PROBLEM DETAILS ▸ In the auction report below, rewrite the paragraph beginning "The star of those lots" as a brief bulleted list that keeps its main facts.

PROVIDED TEXT ▸
"""
The catalogue does make a good effort to help the layman interpret this work: "The circularity and loopy aimlessness of scrawls in Untitled activate the surface with gestures reminiscent of Jackson Pollock's 'all-over' drip pictures, while the reductive quotient of line against monochrome background underscores the work's affinity with Minimalism."
This lot passed at $4,500,000 in one of the sale's major disappointments. After the auction, auctioneer Christopher Burge noted that it had been sold at Sotheby's in 1990 for $5.5 million.
Mr. Burge, however, was ebullient about the auction in general, especially the 12 lots consigned by the estate of Madeleine Haas Russell. The pre-sale estimates for these lots was $46.5- to $61.1-million and they all sold for $71.3 million.
The star of those lots and the auction was Lot 507, a large, and beautiful painting of a naked woman, executed in 1932, by Pablo Picasso (1881-1973) that had an "estimate on request". It sold to an anonymous buyer for $45,102,500, the fourth highest auction price realized for a Picasso. It was painted in one day and was the first and largest in a series of Picasso's mistress, Marie-Thérèse Walter. In 1990, Christie's sold one of the other three paintings in the series, "The Mirror," for $20 million and in 1997 sold the third, "The Dream," for $48.4 million.
Two other Russell lots also did exceeding, indeed, extraordinarily well, Lot 512, "Primavera sulle alpi," a large 1897 oil by Giovanni Segantini. It sold to French & Co., for $9,572,500. This lovely and huge Impressionistic painting by the Swiss artist had had a high estimate of $6 million and his previous auction record was only $$267,446! It had been commssioned by Mrs. Russell's father, Jacob Stern, and hung for many years in the San Francisco Legion of Honor.
The other remarkable Russell piece was a small sculpture by Henri Matisse, Lot 504, that had had a high estimate of $3,000,000 and sold for $9,242,500 to an American dealer. The 19 3/4 inch-long bronze was number 5 of 10 and Mr. Burgee remarked after the sale that the last time Christie's sold another cast of the same piece was in 1987 when it sold for $1.3 million. The sales price at this auction set an auction record for a Matisse sculpture and was close to the record for any 20th Century sculpture.
"""
EXTRACTED ENTRIES ▸
"""
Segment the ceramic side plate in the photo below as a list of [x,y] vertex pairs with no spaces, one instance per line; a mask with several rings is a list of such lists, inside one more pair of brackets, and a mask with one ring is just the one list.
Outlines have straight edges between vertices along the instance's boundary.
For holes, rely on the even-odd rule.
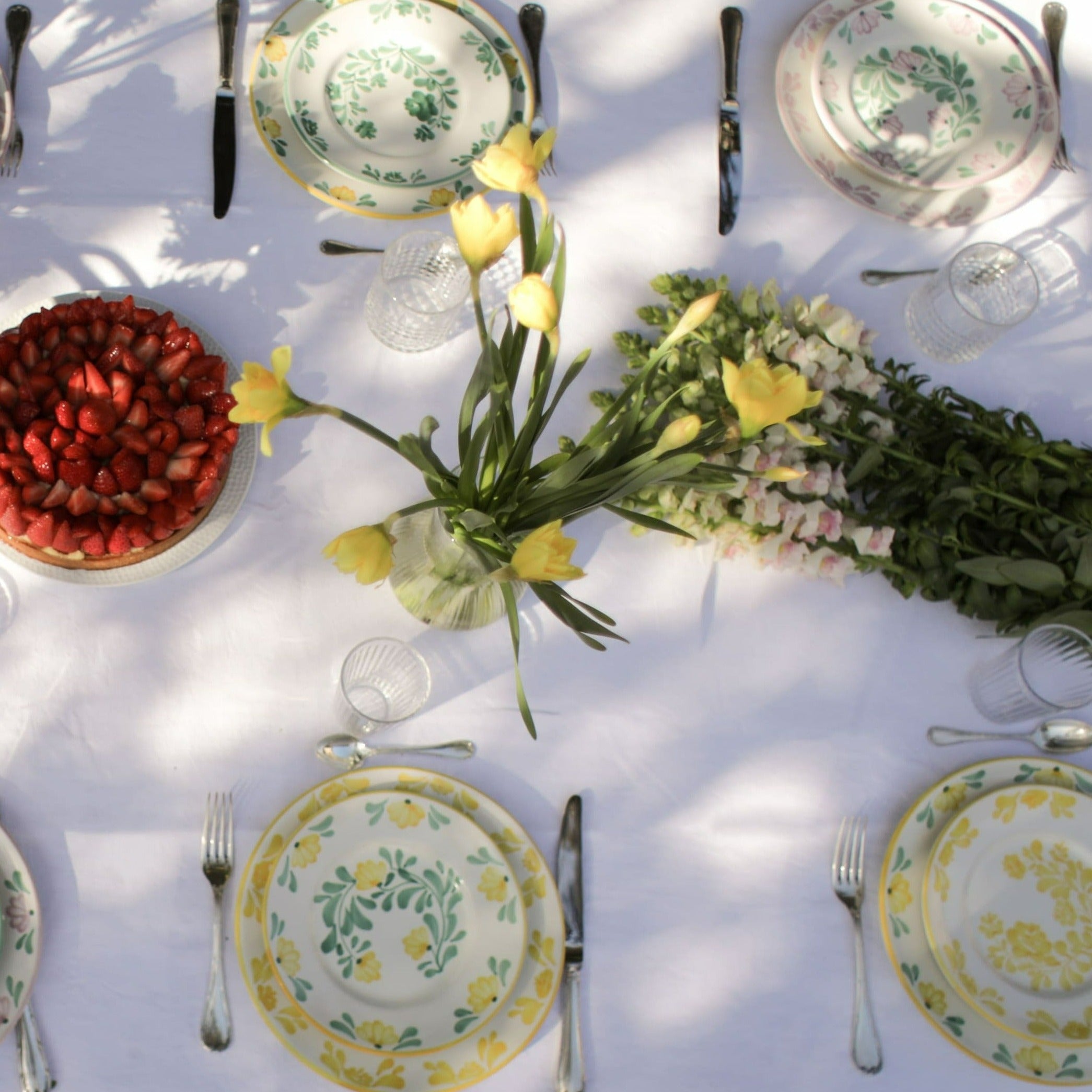
[[923,916],[925,867],[942,829],[995,790],[1059,788],[1092,797],[1092,775],[1061,762],[1005,758],[949,774],[899,821],[880,870],[879,915],[888,956],[914,1006],[950,1043],[998,1072],[1042,1084],[1092,1081],[1092,1048],[1004,1031],[949,985],[929,946]]
[[812,68],[828,132],[903,186],[965,189],[1011,170],[1035,133],[1033,61],[963,3],[876,0],[833,26]]
[[923,914],[960,996],[1004,1031],[1092,1044],[1092,799],[1056,785],[980,797],[937,840]]
[[296,132],[334,169],[387,186],[460,177],[506,128],[511,86],[489,40],[439,4],[351,3],[296,38]]
[[408,792],[339,800],[285,845],[274,876],[263,914],[273,973],[342,1043],[371,1033],[377,1051],[443,1049],[515,985],[527,933],[515,878],[446,804]]
[[[507,862],[523,900],[526,950],[508,1001],[491,1018],[474,1020],[466,1029],[471,1034],[461,1042],[434,1054],[404,1054],[399,1049],[397,1029],[385,1020],[377,1021],[378,1028],[354,1028],[348,1043],[339,1042],[304,1016],[295,995],[282,987],[265,950],[262,905],[270,885],[275,885],[274,868],[285,846],[297,841],[325,807],[366,791],[427,797],[472,819]],[[485,1080],[535,1036],[560,983],[561,903],[542,854],[499,804],[464,782],[427,770],[376,767],[367,773],[334,778],[297,797],[259,839],[240,874],[236,906],[236,948],[258,1011],[300,1061],[349,1089],[454,1092]],[[384,1044],[382,1051],[376,1049],[377,1041]]]
[[[468,45],[473,45],[475,50],[482,50],[483,56],[486,55],[486,49],[494,51],[508,83],[509,108],[507,117],[495,127],[496,131],[483,131],[475,138],[476,145],[472,144],[471,147],[477,146],[479,151],[485,151],[490,143],[499,141],[510,126],[531,117],[534,104],[526,61],[500,24],[473,0],[348,0],[344,4],[340,4],[339,0],[296,0],[274,21],[259,45],[250,74],[251,114],[266,152],[295,182],[319,200],[358,216],[388,219],[435,216],[453,201],[482,191],[482,185],[471,171],[470,161],[461,174],[449,176],[440,185],[434,185],[427,179],[413,180],[410,177],[413,171],[407,171],[404,164],[384,168],[378,162],[367,159],[361,161],[356,175],[347,175],[312,151],[301,135],[301,130],[306,134],[309,123],[319,117],[320,111],[308,99],[308,115],[305,119],[300,111],[295,110],[296,104],[285,98],[285,75],[289,58],[295,56],[298,60],[301,56],[295,52],[299,38],[311,34],[316,23],[327,20],[334,9],[355,7],[375,14],[380,21],[392,20],[405,12],[406,17],[418,19],[422,26],[426,25],[426,14],[431,17],[436,9],[446,9],[446,14],[453,13],[466,24],[462,33]],[[321,36],[316,39],[316,47],[320,43]],[[389,73],[383,79],[387,80],[388,76]],[[397,73],[394,78],[401,79]],[[497,79],[499,78],[495,74],[492,81]],[[415,90],[422,91],[427,98],[425,87]],[[413,96],[411,94],[406,97]],[[322,110],[327,109],[321,102],[316,105]],[[289,110],[295,110],[300,129],[297,129]],[[430,114],[427,106],[420,106],[419,110]],[[483,123],[486,128],[491,127],[491,122]],[[424,147],[426,142],[420,143]],[[465,151],[452,151],[452,155],[464,154]],[[369,167],[368,170],[365,169],[365,164]],[[382,176],[390,170],[403,175],[405,180],[384,179]],[[377,171],[380,175],[378,179]]]
[[[854,204],[916,227],[977,224],[1000,216],[1030,198],[1054,158],[1058,140],[1057,95],[1038,47],[986,0],[963,0],[961,7],[988,14],[1020,44],[1022,54],[1033,59],[1023,91],[1014,95],[1013,108],[1030,105],[1037,111],[1035,131],[1026,155],[1016,167],[986,181],[974,179],[974,185],[964,189],[922,190],[899,185],[878,169],[866,169],[839,146],[823,124],[812,97],[814,71],[821,64],[820,47],[831,31],[846,19],[852,25],[854,15],[862,9],[870,11],[873,2],[824,0],[800,20],[781,49],[775,74],[778,111],[790,141],[808,167]],[[933,2],[946,7],[941,0]]]

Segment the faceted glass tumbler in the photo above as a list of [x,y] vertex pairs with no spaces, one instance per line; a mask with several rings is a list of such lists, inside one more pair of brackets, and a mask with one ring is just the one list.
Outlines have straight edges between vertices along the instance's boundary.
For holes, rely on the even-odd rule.
[[998,724],[1092,702],[1092,638],[1072,626],[1038,626],[971,672],[971,698]]
[[468,293],[470,271],[455,240],[411,232],[383,252],[365,314],[384,345],[420,353],[447,341]]
[[432,677],[425,657],[405,641],[378,637],[358,644],[342,664],[340,697],[347,720],[373,732],[404,721],[428,700]]
[[1031,263],[1010,247],[961,250],[906,300],[906,329],[918,348],[946,364],[981,356],[1038,305]]

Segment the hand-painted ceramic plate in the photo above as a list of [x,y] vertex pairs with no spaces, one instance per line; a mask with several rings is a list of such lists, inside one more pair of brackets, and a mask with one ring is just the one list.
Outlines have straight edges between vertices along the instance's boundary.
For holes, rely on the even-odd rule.
[[337,800],[286,843],[274,875],[263,914],[273,973],[348,1046],[371,1032],[377,1051],[446,1049],[515,985],[520,889],[496,845],[446,804],[390,791]]
[[[906,0],[893,0],[903,3]],[[963,227],[1009,212],[1038,188],[1051,169],[1058,139],[1058,102],[1049,70],[1037,46],[986,0],[963,0],[961,10],[988,15],[1030,58],[1025,90],[1013,93],[1013,110],[1030,106],[1034,131],[1024,157],[1004,174],[985,181],[972,179],[962,189],[922,190],[902,186],[874,165],[865,168],[842,151],[822,123],[811,94],[814,70],[821,67],[820,48],[831,31],[855,13],[871,12],[874,0],[833,3],[824,0],[796,25],[778,58],[776,98],[782,124],[804,162],[832,189],[865,209],[916,227]],[[937,0],[936,7],[949,5]]]
[[[39,307],[52,307],[55,304],[71,304],[75,299],[86,296],[102,296],[103,299],[124,299],[132,296],[138,307],[151,307],[156,311],[174,311],[175,318],[183,327],[189,327],[204,343],[205,348],[223,357],[227,361],[227,373],[230,381],[239,378],[239,369],[228,356],[227,351],[215,337],[200,327],[191,318],[182,314],[174,308],[146,296],[138,296],[128,289],[106,289],[102,288],[93,292],[67,292],[59,296],[51,296],[43,300]],[[31,309],[23,310],[19,316],[9,318],[8,322],[0,327],[7,329],[19,322],[19,320]],[[230,385],[230,383],[228,383]],[[138,584],[142,580],[151,580],[154,577],[163,577],[175,569],[180,569],[183,565],[199,557],[228,529],[232,521],[238,514],[250,489],[250,483],[254,476],[254,467],[258,465],[258,434],[253,425],[244,425],[239,429],[239,442],[232,453],[232,465],[228,467],[227,477],[221,486],[219,496],[213,502],[212,511],[193,529],[185,538],[170,549],[157,554],[146,561],[138,561],[134,565],[122,566],[118,569],[62,569],[58,565],[46,565],[45,561],[36,561],[33,557],[21,554],[17,549],[0,543],[0,556],[9,561],[36,572],[39,577],[49,577],[52,580],[61,580],[70,584],[91,584],[96,587],[114,587],[120,584]]]
[[[379,1028],[354,1028],[352,1045],[339,1042],[304,1016],[297,998],[281,986],[265,951],[262,904],[270,885],[275,883],[274,868],[285,846],[323,808],[369,790],[427,797],[471,818],[507,862],[523,899],[527,947],[511,998],[491,1019],[474,1021],[462,1042],[434,1054],[403,1055],[396,1034],[391,1038],[396,1029],[389,1021]],[[476,788],[407,767],[376,767],[367,773],[334,778],[293,800],[262,834],[240,876],[235,937],[247,988],[276,1037],[316,1072],[357,1090],[455,1092],[485,1080],[534,1037],[554,1004],[563,961],[557,888],[523,828]],[[377,1041],[387,1045],[384,1052],[376,1051]]]
[[902,186],[965,189],[1011,170],[1030,146],[1033,61],[985,12],[875,0],[831,27],[820,49],[819,116],[866,169]]
[[437,3],[349,3],[296,38],[285,102],[335,170],[387,186],[441,186],[503,132],[512,88],[497,51]]
[[31,999],[41,949],[41,912],[31,870],[0,830],[0,1040],[19,1022]]
[[[250,106],[254,124],[269,154],[294,181],[321,201],[359,216],[388,219],[435,216],[453,201],[483,190],[471,171],[470,158],[484,152],[490,143],[499,141],[510,126],[531,117],[534,104],[530,91],[530,70],[500,24],[472,0],[349,0],[342,7],[357,5],[380,19],[384,14],[390,19],[394,13],[403,11],[408,13],[407,17],[417,17],[414,13],[418,9],[431,15],[434,9],[446,8],[466,24],[463,36],[467,46],[473,45],[478,50],[491,49],[499,59],[503,78],[509,84],[508,116],[496,127],[495,132],[483,132],[476,138],[476,144],[471,146],[476,146],[477,152],[461,153],[468,156],[462,173],[449,175],[448,180],[438,186],[428,180],[414,181],[408,175],[405,181],[383,178],[377,180],[375,171],[366,171],[364,167],[357,176],[352,177],[320,158],[305,143],[289,117],[289,104],[285,100],[285,74],[300,36],[310,34],[316,22],[329,16],[339,7],[337,0],[297,0],[274,22],[258,47],[251,68]],[[424,24],[424,14],[420,17]],[[384,79],[391,78],[387,74]],[[393,79],[401,76],[395,73]],[[495,75],[494,79],[498,76]],[[295,104],[292,106],[295,107]],[[310,107],[308,109],[310,120],[313,121],[317,111]],[[307,126],[302,124],[302,128],[306,132]],[[369,166],[380,175],[385,173],[375,163]],[[394,169],[405,174],[403,167]]]
[[1092,1082],[1092,1048],[1061,1042],[1047,1046],[1002,1031],[948,987],[921,910],[926,864],[946,820],[957,821],[976,799],[998,788],[1055,787],[1092,796],[1092,775],[1066,763],[1005,758],[957,770],[923,793],[895,827],[883,858],[880,926],[914,1005],[949,1042],[998,1072],[1043,1084],[1087,1084]]
[[1092,1045],[1092,799],[999,788],[954,818],[925,866],[933,953],[1002,1031]]

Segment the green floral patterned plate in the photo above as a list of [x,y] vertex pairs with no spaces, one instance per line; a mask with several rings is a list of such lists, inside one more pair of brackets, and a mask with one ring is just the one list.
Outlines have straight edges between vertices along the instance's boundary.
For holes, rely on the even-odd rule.
[[[412,803],[426,811],[426,800],[431,800],[472,819],[488,836],[489,852],[507,863],[523,901],[526,950],[510,999],[491,1017],[472,1013],[471,1034],[432,1054],[405,1054],[399,1048],[401,1029],[389,1020],[375,1021],[378,1026],[356,1026],[344,1038],[323,1031],[304,1014],[295,993],[282,986],[266,952],[262,906],[270,887],[276,886],[275,869],[285,847],[308,834],[321,838],[321,832],[309,830],[321,822],[319,814],[368,791],[390,793],[392,800],[405,798],[395,794],[413,794],[424,798]],[[491,905],[499,909],[500,903]],[[557,996],[563,959],[557,888],[523,828],[478,790],[410,767],[377,767],[366,774],[334,778],[293,800],[259,839],[240,874],[235,937],[247,988],[274,1035],[306,1066],[349,1089],[455,1092],[495,1073],[531,1042],[546,1019]],[[377,1043],[382,1049],[377,1049]]]
[[1092,798],[981,796],[937,839],[922,913],[948,981],[1002,1031],[1092,1045]]
[[832,26],[812,69],[827,130],[902,186],[965,189],[1026,157],[1033,61],[985,11],[953,0],[875,0]]
[[31,870],[0,829],[0,1038],[11,1031],[31,998],[41,948],[41,914]]
[[[263,913],[273,973],[308,1019],[353,1046],[424,1054],[472,1034],[508,1000],[527,923],[511,869],[446,804],[360,793],[304,824]],[[392,1042],[389,1040],[393,1040]]]
[[[483,82],[491,87],[490,104],[491,96],[507,95],[507,112],[497,112],[491,105],[487,108],[471,105],[466,109],[467,99],[460,96],[455,99],[459,104],[456,108],[441,110],[437,90],[431,84],[440,84],[451,78],[450,70],[443,76],[436,71],[438,67],[447,68],[447,61],[441,64],[438,55],[420,54],[414,60],[416,74],[406,81],[404,62],[402,69],[395,71],[397,59],[384,56],[380,58],[383,71],[377,73],[376,66],[368,69],[372,91],[368,92],[363,87],[367,73],[361,67],[353,69],[352,80],[346,76],[341,81],[341,90],[336,95],[348,96],[348,84],[352,83],[357,105],[367,105],[370,110],[371,99],[382,92],[387,108],[394,110],[396,106],[407,123],[411,116],[405,104],[411,102],[417,117],[415,124],[405,129],[402,135],[408,133],[408,140],[417,142],[414,133],[420,129],[424,135],[425,128],[428,128],[435,139],[417,142],[424,152],[419,163],[412,156],[388,155],[384,161],[383,157],[367,152],[367,141],[360,133],[353,133],[351,138],[346,135],[346,127],[337,123],[333,103],[323,84],[329,75],[330,64],[335,59],[345,57],[344,68],[347,71],[347,55],[360,52],[361,43],[356,32],[351,35],[354,40],[349,48],[342,47],[339,50],[334,46],[334,39],[342,37],[340,27],[343,21],[349,19],[353,9],[358,9],[361,13],[354,17],[364,22],[375,20],[380,27],[416,25],[423,40],[432,33],[430,27],[435,29],[439,25],[441,17],[444,25],[448,25],[449,20],[455,20],[456,25],[462,26],[459,48],[465,51],[459,61],[460,76],[456,79],[462,79],[463,74],[470,79],[465,64],[473,62],[476,67],[474,78],[478,81],[474,84],[475,88]],[[323,25],[339,28],[337,33],[320,33]],[[391,40],[392,33],[384,29],[375,39],[375,46],[387,46]],[[370,43],[368,48],[372,48]],[[333,51],[328,56],[327,49]],[[430,73],[422,70],[425,56],[432,57],[432,61],[425,66],[430,69]],[[320,63],[320,57],[327,59]],[[353,63],[364,66],[366,61],[367,59],[356,58]],[[388,61],[390,68],[387,67]],[[296,79],[294,71],[298,72],[301,63],[305,67],[313,64],[312,74],[321,75],[322,79],[317,78],[307,83],[307,96],[293,100],[286,97],[286,83],[289,79]],[[293,66],[296,66],[295,70]],[[486,74],[488,80],[485,80]],[[378,92],[375,90],[377,78],[382,81]],[[415,86],[418,81],[419,85]],[[392,97],[391,92],[395,85],[401,87],[401,98]],[[294,181],[313,197],[359,216],[413,219],[435,216],[453,201],[482,191],[483,186],[471,170],[471,161],[489,144],[499,141],[510,126],[531,117],[534,104],[530,86],[531,75],[526,61],[500,24],[473,0],[348,0],[346,3],[339,3],[339,0],[297,0],[274,21],[254,54],[250,74],[250,106],[265,150]],[[295,90],[295,84],[293,87]],[[466,91],[470,92],[470,84]],[[420,97],[417,97],[418,93]],[[470,97],[477,104],[477,91]],[[342,105],[344,99],[340,99],[339,109]],[[441,114],[451,126],[448,130],[442,129],[439,123]],[[347,108],[343,116],[349,130],[358,128],[369,117],[360,110],[349,111]],[[378,121],[376,126],[376,139],[379,140],[381,133]],[[474,129],[473,136],[470,129]],[[364,132],[367,132],[367,128]],[[345,150],[345,142],[353,146],[353,156],[348,157],[352,162],[347,162],[342,152],[332,155],[335,140],[342,151]],[[327,149],[323,150],[321,144],[327,144]],[[392,152],[400,146],[390,144],[387,149]],[[435,162],[436,153],[431,151],[434,146],[443,150],[439,155],[440,159],[447,156],[442,175],[437,174],[441,164]],[[340,167],[335,167],[332,159]],[[451,163],[451,159],[456,162]],[[429,164],[427,169],[420,166],[426,162]],[[416,175],[417,170],[423,170],[424,175]],[[443,180],[436,181],[437,178]]]
[[[921,895],[934,843],[946,820],[958,824],[975,800],[998,788],[1010,795],[1060,788],[1066,795],[1092,797],[1092,775],[1061,762],[1004,758],[957,770],[923,793],[900,820],[883,859],[879,895],[883,941],[914,1005],[949,1042],[1009,1076],[1043,1084],[1087,1084],[1092,1081],[1092,1048],[1061,1041],[1045,1045],[1031,1035],[999,1029],[948,986],[929,946]],[[954,832],[956,827],[951,829]]]
[[425,0],[324,13],[296,38],[284,81],[304,143],[385,186],[458,178],[503,131],[512,99],[488,39]]

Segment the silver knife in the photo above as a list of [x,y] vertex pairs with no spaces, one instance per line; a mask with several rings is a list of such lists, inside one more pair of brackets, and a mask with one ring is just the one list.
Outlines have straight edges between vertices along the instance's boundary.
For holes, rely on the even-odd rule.
[[212,213],[227,215],[235,189],[235,29],[239,24],[239,0],[216,0],[219,32],[219,87],[212,126]]
[[583,1092],[584,1052],[580,1043],[580,969],[584,963],[584,879],[579,796],[570,796],[557,846],[557,888],[565,913],[565,977],[561,981],[561,1056],[557,1092]]
[[721,45],[724,47],[724,97],[721,99],[721,235],[736,222],[743,191],[743,144],[739,140],[739,41],[744,36],[744,13],[738,8],[721,12]]

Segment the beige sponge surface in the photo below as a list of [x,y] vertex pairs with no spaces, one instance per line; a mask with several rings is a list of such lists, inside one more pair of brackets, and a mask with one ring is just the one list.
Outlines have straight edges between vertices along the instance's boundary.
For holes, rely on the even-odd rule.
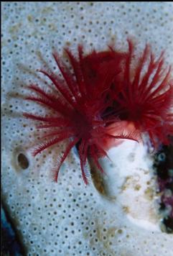
[[50,170],[65,144],[34,157],[40,134],[22,112],[45,114],[24,97],[30,83],[47,86],[37,69],[59,72],[53,48],[62,58],[65,46],[75,54],[79,43],[85,52],[108,44],[125,49],[131,37],[139,50],[146,42],[156,55],[165,50],[172,63],[173,4],[8,1],[1,9],[2,200],[26,255],[172,256],[173,235],[157,229],[152,159],[143,146],[120,146],[113,164],[105,163],[110,175],[90,177],[87,186],[73,150],[52,183]]

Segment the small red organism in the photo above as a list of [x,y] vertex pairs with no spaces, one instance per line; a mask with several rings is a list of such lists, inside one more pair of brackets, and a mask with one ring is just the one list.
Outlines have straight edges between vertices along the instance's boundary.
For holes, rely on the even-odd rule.
[[62,164],[75,145],[87,184],[87,157],[92,157],[103,172],[98,158],[107,156],[106,150],[121,143],[120,139],[139,141],[147,132],[155,147],[159,143],[169,143],[168,135],[173,135],[171,68],[165,69],[163,53],[156,59],[148,45],[139,56],[132,41],[128,40],[128,43],[127,52],[110,47],[85,56],[79,46],[78,58],[66,49],[73,73],[54,52],[63,79],[50,70],[40,72],[50,78],[57,94],[47,93],[38,85],[29,86],[35,96],[29,96],[27,100],[54,111],[49,117],[24,114],[41,122],[39,129],[49,131],[33,155],[68,139],[65,152],[53,169],[54,180],[57,180]]
[[140,135],[148,132],[155,148],[169,144],[173,134],[173,83],[171,67],[164,68],[164,53],[156,59],[146,45],[141,56],[128,40],[128,51],[114,82],[114,113],[134,125]]
[[[69,139],[64,154],[58,157],[52,174],[57,180],[60,166],[73,147],[78,145],[82,175],[88,183],[85,168],[87,157],[93,158],[98,168],[103,172],[98,158],[106,156],[106,150],[109,145],[116,145],[117,139],[136,140],[134,134],[123,134],[119,126],[114,128],[114,134],[108,126],[118,122],[116,116],[106,114],[106,109],[111,105],[109,96],[110,88],[115,76],[121,71],[121,63],[124,54],[110,49],[107,52],[97,53],[95,51],[84,57],[83,47],[78,47],[77,58],[68,50],[65,50],[73,69],[75,78],[63,63],[57,52],[53,53],[55,62],[63,76],[63,80],[50,70],[41,70],[52,81],[57,95],[47,93],[37,85],[32,84],[29,88],[36,96],[29,96],[27,99],[34,101],[49,107],[56,112],[47,117],[24,113],[25,117],[38,121],[39,129],[48,129],[49,133],[42,138],[34,150],[37,155],[47,147]],[[60,93],[60,96],[58,96]],[[108,112],[108,111],[107,111]]]

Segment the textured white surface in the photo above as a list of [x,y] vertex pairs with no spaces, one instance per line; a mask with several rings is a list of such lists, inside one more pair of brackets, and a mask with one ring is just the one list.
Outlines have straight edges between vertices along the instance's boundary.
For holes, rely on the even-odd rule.
[[[130,35],[139,49],[146,42],[156,54],[165,49],[172,63],[172,12],[171,2],[2,3],[2,195],[28,255],[173,255],[172,234],[140,228],[92,180],[85,187],[74,152],[58,183],[51,183],[50,170],[63,145],[32,157],[29,147],[39,135],[22,115],[41,111],[23,99],[27,84],[42,84],[35,73],[44,65],[39,52],[54,67],[52,47],[60,53],[65,45],[75,52],[79,42],[86,52],[111,42],[126,47]],[[26,170],[18,166],[19,152],[29,160]]]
"""
EXERCISE SOLUTION ▸
- Lot 507 was the star of the Russell lots and of the auction. It was a large 1932 painting of a naked woman by Pablo Picasso (1881-1973), offered with an "estimate on request."
- It sold to an anonymous buyer for $45,102,500. That was the fourth highest auction price for a Picasso.
- Picasso painted it in one day. It was the first and largest painting in a series of his mistress, Marie-Thérèse Walter.
- Christie's sold another painting in the series, "The Mirror," for $20 million in 1990. In 1997 it sold the third, "The Dream," for $48.4 million.